TAREAS PENDIENTES:
A – Responde estas preguntas sobre el fragmento acerca de The Holdovers:
(i) Según María Negroni, ¿de qué libros nos aburrimos un día?
(ii) ¿A qué otros dos ámbitos, además de la literatura, se extiende esa idea?
(iii) ¿Qué no es The Holdovers, según el fragmento?
B – Continúa el texto sobre The Holdovers a partir de su última oración.

María Negroni dice, a propósito de la literatura, que “un día nos aburrimos de los libros que entretienen y nos volvemos adictos a la escritura indócil, la que acentúa su rareza, se concentra en la historia de nadie, los problemas de nadie, el significado del mundo y su eternidad”. Esto también es válido para el cine y, por qué no, para la vida. The Holdovers no es la historia de grandes personajes con hazañas extraordinarias sino más bien, a decir de Negroni, “una disposición a enfrentar lo que somos; lo que, tal vez, podríamos ser”.

DATOS PROPORCIONADOS:

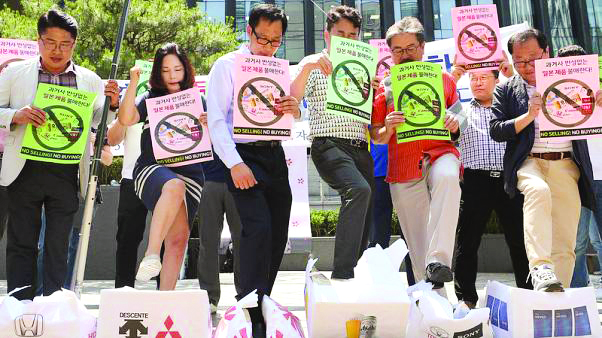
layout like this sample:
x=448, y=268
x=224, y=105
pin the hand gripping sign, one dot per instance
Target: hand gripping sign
x=145, y=70
x=177, y=134
x=62, y=138
x=568, y=87
x=384, y=56
x=259, y=82
x=349, y=91
x=418, y=93
x=477, y=35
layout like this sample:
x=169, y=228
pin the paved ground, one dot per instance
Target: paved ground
x=288, y=290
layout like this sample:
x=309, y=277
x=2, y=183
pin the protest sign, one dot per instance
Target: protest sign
x=600, y=64
x=145, y=70
x=384, y=56
x=11, y=51
x=259, y=83
x=349, y=92
x=568, y=86
x=177, y=134
x=477, y=35
x=16, y=50
x=418, y=93
x=62, y=138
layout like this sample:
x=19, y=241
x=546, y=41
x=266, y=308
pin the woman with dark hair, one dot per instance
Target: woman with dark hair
x=172, y=193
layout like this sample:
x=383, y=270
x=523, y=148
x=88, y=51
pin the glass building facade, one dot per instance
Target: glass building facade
x=564, y=21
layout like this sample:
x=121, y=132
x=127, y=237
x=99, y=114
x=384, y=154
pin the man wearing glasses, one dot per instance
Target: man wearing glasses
x=423, y=175
x=554, y=177
x=258, y=175
x=32, y=184
x=483, y=190
x=339, y=146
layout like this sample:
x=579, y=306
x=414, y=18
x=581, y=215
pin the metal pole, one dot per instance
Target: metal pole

RESPUESTAS:
A –
(i) De los libros que entretienen.
(ii) Al cine y a la vida.
(iii) No es la historia de grandes personajes con hazañas extraordinarias.

B –
Filmar en un lenguaje clásico, conocido, le permite a la película contar su historia: Un paisaje de colores cálidos pintados sobre el frío de Nueva Inglaterra, un profesor solitario, un alumno problemático con el que entabla una conexión particular y una madre de duelo. The Holdovers es una película de aprendizaje. Cada personaje debe aprender algo del otro completamente distinto. La cuestión de clase también está presente. Paul y Mary son trabajadores del instituto. El hijo de Mary, además, encarna históricamente a los jóvenes que al no venir de familias acomodadas, como el resto de los estudiantes, fueron los destinados a morir en Vietnam. Angus, por su parte, tiene a su disposición el dinero familiar, pero su vida está atravesada por el descuido y desinterés de sus padres. La película pinta así una Interseccionalidad no forzada. A diferencia de los white saviors, esos personajes blancos que siempre son los buenos y salvan a todo el mundo mientras esconden un racismo intrínseco, aquí los personajes son personajes. No son víctimas, o no son más ni menos víctimas que cualquiera que no es amado o mirado por quienes cree que deberían hacerlo. Son, ante todo, soledades compartidas.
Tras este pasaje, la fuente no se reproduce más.